SOURCE DOCUMENT:

Installation

Prerequisites

This package uses python 3.10.

Set-up

Install the autofeat package using pip:

pip install autofeat

Then you can use the package in your code by importing the FeatureDiscovery class in it:

from autofeat import FeatureDiscovery

Usage

To use the framework create an Autofeat Class

autofeat = FeatureDiscovery()

Then you have to set up the base table and the target column:

autofeat.set_base_table(base_table="school/base.csv", target_column="class")

Furthermore, you have to select what repositories you want to use in the feature discovery process. The repositories should be located in ./data/repository_name

autofeat.set_dataset_repository(dataset_repository=["school"])

Alternatively, you can select all repsitories in the ./data directory by using the following command:

autofeat.set_dataset_repository(all_tables=True)

Running

Finally you can run the entire feature discovery process:

autofeat.augment_dataset()

The function has multiple parameters to tune your feature discovery process.

Parameter

Description

Type

Default

algorithm

The algorithm to use for the evaluation of each found tree. Possible options are:
- RF (Random Forrest)
- GBM (Gradient Boosting Machine)
- XT (Extra Trees)
- XGB (XGBoost)
- KNN (K-Nearest Neighbors)
- LR (Logistic Regression)

String

GBM

relation_threshold

The threshold to select relations between columns.

float

0.5

non_null_threshold

The threshold of non-null values in the resulting table after a possible join.

float

0.5

matcher

The matcher to use for the join. Possible options are: | - COMA | - JACCARD

str

COMA

top_k_features

The number of top features to select from the feature discovery process.

int

10

top_k_paths

The number of top paths to select from the feature discovery process.

int

3

explain

If True, the function will print the explanation of the feature discovery process.

bool

False

verbose

If True, the function will print the progress of the feature discovery process.

bool

False

use_cache

If True, the function will use saved relationships to load the results of earlier relation discovery processes.

bool

True

save_cache

If True, the function will save the relationships found in the relation discovery process.

bool

True

SUPPLIED ENTRIES:
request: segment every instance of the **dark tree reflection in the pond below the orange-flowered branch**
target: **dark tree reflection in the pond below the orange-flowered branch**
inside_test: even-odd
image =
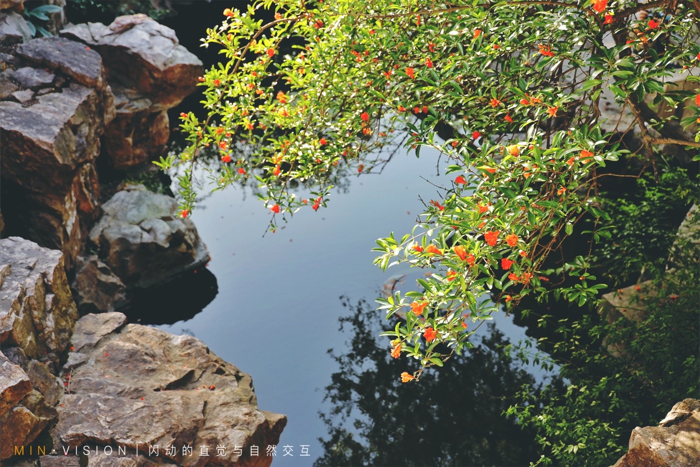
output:
[[[504,355],[504,335],[491,326],[481,342],[454,356],[419,382],[402,383],[418,361],[394,359],[384,316],[365,300],[340,319],[350,328],[349,349],[328,352],[339,365],[326,386],[331,409],[321,418],[329,438],[314,466],[523,466],[538,459],[533,433],[503,411],[515,392],[534,378]]]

WHAT YOU WILL DO: Reproduce the autofeat guide word for word, starting at "The threshold to" and ending at "a possible join.". The lines are unrelated material kept apart from the autofeat guide.

OUTPUT BELOW:
The threshold to select relations between columns.

float

0.5

non_null_threshold

The threshold of non-null values in the resulting table after a possible join.